# PROVIDED TEXT
+++

Vice-Chancellor of Kwame Nkrumah University of Science and Technology
- Incumbent
- Assumed office 1 August 2020
- Preceded by: Kwasi Obiri-Danso

Personal details
- Born: 1 August 1970 (age 56)
- Education: St. Monica's Senior High School; Wesley Girls’ High School; Kwame Nkrumah University of Science and Technology (BSc, MPharm); King's College London (PhD);
- Occupation: Academic; Pharmacist; University administrator;
- Profession: Professor

= Rita Akosua Dickson =

Ghanaian chemist

Rita Akosua Dickson (born 1 August 1970) is a Ghanaian phytochemist. She is the 12th and first and only female Vice-Chancellor of the Kwame Nkrumah University of Science and Technology.

== Early life and education ==
She attended St. Monica's Secondary School in Mampong-Ashanti where she studied for her GCE Ordinary Level examinations and later Wesley Girls’ High School in Cape Coast, for her GCE Advanced Level examinations. She graduated from the Kwame Nkrumah University of Science and Technology with a bachelor's degree in pharmacy in 1994 and acquired an MPharm at the same university in pharmacognosy in 1999. She received her Ph.D. in pharmacology from King's College London in 2007.

== Career ==
Dickson began her career as a lecturer at the Kwame Nkrumah University of Science and Technology (KNUST) in the year 2000. After leaving to pursue further studies in the UK, she returned to Ghana in 2007 and continued lecturing at the Kwame Nkrumah University of Science and Technology. Prof. Dickson was promoted to senior lecturer and further to associate professor in 2009 and 2014 respectively. In September 2018, she was appointed the pro-vice chancellor of the Kwame Nkrumah University of Science and Technology, making her the first female to occupy that position. Prior to her appointment as pro-vice-chancellor, she was the dean of the faculty of pharmacy and pharmaceutical sciences. Dickson currently serves as a board member of the Pharmacy Council and Pharmaceutical Society of Ghana. On 25 June 2020, Kwame Nkrumah University of Science And Technology announced her appointment as the first female Vice Chancellor of the university effective 1 August 2020. She is to serve a four-year term.

Her work as a phytochemist covers the areas of bioactive natural products in the management of communicable and non-communicable diseases.

In June 2024, Professor Rita Akosua Dickson was granted a two-year extension as Vice-Chancellor of KNUST, following a positive review of her first term.

== Research ==
Dickson's research has been mainly about products derived from Ghanaian plants, with special emphasis on those with anti-infective, wound-healing, anti-inflammatory, antipyretic, and antidiabetic properties, based on their ethnopharmacological usage.

== Personal life ==
Dickson is married and has four daughters. She is a devout Christian.

== Achievements ==
Prof. Dickson initiated the Support One Needy Student with One Laptop Project (SONSOL) at the Kwame Nkrumah University of Science and Technology to provide laptops to financially disadvantaged but academically deserving students.

== Awards ==
Dickson was awarded a Commonwealth Scholarship to pursue a Ph.D. at King's College London, UK in 2003.

+++

# EXTRACTED INFORMATION

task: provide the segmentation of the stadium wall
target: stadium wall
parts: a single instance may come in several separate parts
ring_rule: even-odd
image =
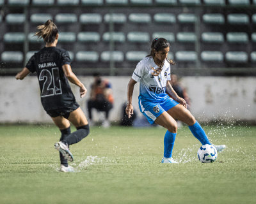
[[[85,98],[79,98],[79,89],[71,85],[77,102],[88,115],[86,101],[89,99],[92,76],[79,76],[88,89]],[[127,76],[107,76],[111,82],[115,106],[110,113],[112,122],[122,117],[122,107],[127,100]],[[187,88],[191,101],[191,112],[200,122],[222,119],[227,121],[256,122],[256,77],[186,76],[182,83]],[[16,80],[14,76],[0,77],[0,122],[49,122],[40,99],[36,76]],[[135,85],[133,106],[139,113],[139,84]],[[100,113],[93,112],[95,120]]]

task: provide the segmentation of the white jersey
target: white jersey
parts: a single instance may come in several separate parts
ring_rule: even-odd
[[[161,102],[169,98],[165,92],[167,80],[170,80],[171,66],[165,60],[163,70],[158,76],[154,76],[154,69],[158,66],[153,57],[146,57],[139,63],[132,74],[132,78],[140,83],[139,99],[152,102]]]

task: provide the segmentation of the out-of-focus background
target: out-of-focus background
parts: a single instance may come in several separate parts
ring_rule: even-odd
[[[44,47],[33,36],[52,19],[74,72],[88,89],[72,85],[87,116],[93,74],[111,82],[111,122],[119,122],[127,85],[152,40],[170,43],[169,57],[198,121],[256,123],[255,0],[0,0],[0,122],[48,122],[36,75],[14,76]],[[136,85],[133,105],[139,113]],[[96,111],[93,113],[100,117]]]

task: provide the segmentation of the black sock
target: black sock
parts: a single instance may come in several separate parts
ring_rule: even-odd
[[[70,127],[64,129],[60,129],[61,132],[61,136],[60,139],[60,141],[62,141],[65,140],[69,135],[71,133]],[[68,160],[65,159],[65,157],[62,156],[62,154],[60,152],[60,163],[63,165],[64,166],[67,167],[68,164]]]
[[[78,127],[76,129],[76,131],[72,133],[62,141],[69,145],[75,144],[84,138],[90,133],[89,125],[88,124]]]

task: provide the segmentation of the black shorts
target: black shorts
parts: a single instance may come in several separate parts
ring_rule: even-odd
[[[63,116],[66,119],[69,117],[70,113],[79,107],[79,105],[77,102],[73,103],[72,105],[68,107],[64,107],[59,109],[47,110],[46,113],[51,117],[56,117],[58,116]]]

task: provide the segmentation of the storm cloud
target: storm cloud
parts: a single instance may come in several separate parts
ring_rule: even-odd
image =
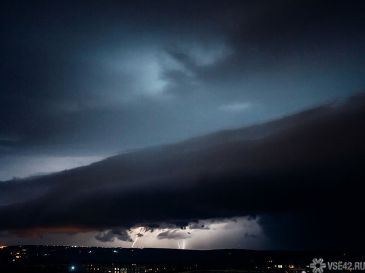
[[[0,229],[111,229],[96,239],[130,241],[120,229],[170,223],[172,230],[158,237],[182,238],[188,233],[176,229],[189,223],[194,228],[198,220],[260,215],[268,236],[286,236],[285,231],[290,231],[287,240],[281,238],[283,248],[292,247],[286,244],[291,241],[299,248],[304,243],[318,246],[310,231],[319,232],[320,243],[332,239],[326,231],[340,225],[335,215],[353,216],[351,208],[361,206],[364,105],[360,94],[339,106],[3,182],[1,200],[7,204],[0,209]],[[252,131],[271,133],[252,139]],[[24,190],[26,199],[22,197],[24,187],[33,189]],[[18,196],[2,198],[15,189]],[[312,221],[320,227],[311,228]],[[348,228],[342,224],[342,232],[360,232],[361,223],[353,222]],[[342,245],[357,247],[362,241],[351,242]]]
[[[3,1],[0,234],[364,245],[364,6]]]

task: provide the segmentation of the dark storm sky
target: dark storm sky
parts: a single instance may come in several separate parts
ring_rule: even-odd
[[[111,154],[359,92],[363,5],[3,2],[2,154]]]
[[[0,180],[260,123],[363,90],[364,6],[3,1]],[[36,191],[32,194],[46,190]],[[237,221],[251,225],[252,234],[236,234],[249,241],[260,233],[259,222],[280,229],[270,217],[231,219],[230,227]],[[129,242],[124,232],[91,237]],[[156,236],[188,239],[180,232]],[[236,237],[232,232],[227,238]],[[233,240],[209,247],[233,247]],[[269,245],[256,244],[252,247]]]

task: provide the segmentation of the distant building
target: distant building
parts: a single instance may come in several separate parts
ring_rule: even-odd
[[[10,251],[10,255],[13,260],[28,260],[29,258],[29,250],[21,246],[13,248]]]
[[[136,264],[128,264],[111,262],[89,262],[83,264],[86,272],[100,273],[145,273],[145,266]]]

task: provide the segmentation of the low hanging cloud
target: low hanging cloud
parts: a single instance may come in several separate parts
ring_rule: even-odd
[[[242,112],[251,109],[252,104],[250,103],[233,103],[219,106],[219,109],[225,112]]]
[[[0,197],[13,194],[7,205],[0,207],[0,231],[62,232],[75,227],[107,230],[95,237],[100,242],[131,242],[128,231],[136,227],[156,231],[165,225],[170,230],[160,232],[159,238],[184,238],[200,231],[194,223],[209,227],[202,220],[261,215],[257,223],[272,242],[281,238],[285,248],[290,245],[289,238],[295,238],[299,246],[310,243],[319,247],[317,237],[311,234],[318,232],[319,242],[329,243],[333,232],[325,231],[337,222],[331,211],[353,216],[352,206],[361,205],[362,99],[360,96],[339,107],[321,106],[255,127],[274,132],[263,138],[245,139],[244,132],[252,128],[232,130],[2,182]],[[241,138],[231,140],[238,131]],[[29,187],[33,191],[26,199],[15,194]],[[363,224],[352,219],[353,225],[342,224],[342,231],[354,230],[349,234],[360,236]],[[319,227],[310,227],[317,221]],[[288,240],[285,234],[290,235]]]
[[[191,233],[180,230],[172,230],[162,232],[157,235],[157,238],[159,240],[163,239],[187,239],[191,237]]]
[[[127,242],[133,242],[126,231],[112,230],[96,234],[95,238],[100,242],[114,242],[115,239]]]

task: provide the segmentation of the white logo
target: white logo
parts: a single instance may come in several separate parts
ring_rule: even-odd
[[[313,259],[313,262],[309,265],[311,268],[313,269],[313,273],[323,273],[323,268],[326,268],[326,264],[323,262],[323,259]]]

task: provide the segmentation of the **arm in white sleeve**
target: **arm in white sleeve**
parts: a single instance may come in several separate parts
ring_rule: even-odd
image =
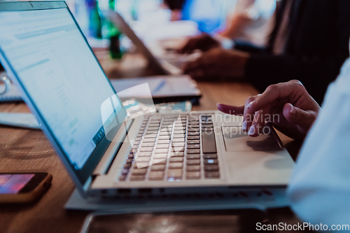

+++

# APPLY WHAT YOU READ
1 > Quote the Dickson biography, starting at "In June 2024, Professor" and ending at "academically deserving students.".
2 > Do these statements agree with the Dickson biography? Answer yes or no for each and quote the words that settle it. (a) Dickson received her Ph.D. from King's College London in 2007. (b) Dickson became an associate professor in 2009. (c) Dickson has three daughters.
The rows have nothing to do with the Dickson biography.

# ANSWERS TO THE TASKS
1 >
In June 2024, Professor Rita Akosua Dickson was granted a two-year extension as Vice-Chancellor of KNUST, following a positive review of her first term.

== Research ==
Dickson's research has been mainly about products derived from Ghanaian plants, with special emphasis on those with anti-infective, wound-healing, anti-inflammatory, antipyretic, and antidiabetic properties, based on their ethnopharmacological usage.

== Personal life ==
Dickson is married and has four daughters. She is a devout Christian.

== Achievements ==
Prof. Dickson initiated the Support One Needy Student with One Laptop Project (SONSOL) at the Kwame Nkrumah University of Science and Technology to provide laptops to financially disadvantaged but academically deserving students.

2 >
(a) Yes: "She received her Ph.D. in pharmacology from King's College London in 2007."
(b) No: "Prof. Dickson was promoted to senior lecturer and further to associate professor in 2009 and 2014 respectively."
(c) No: "Dickson is married and has four daughters."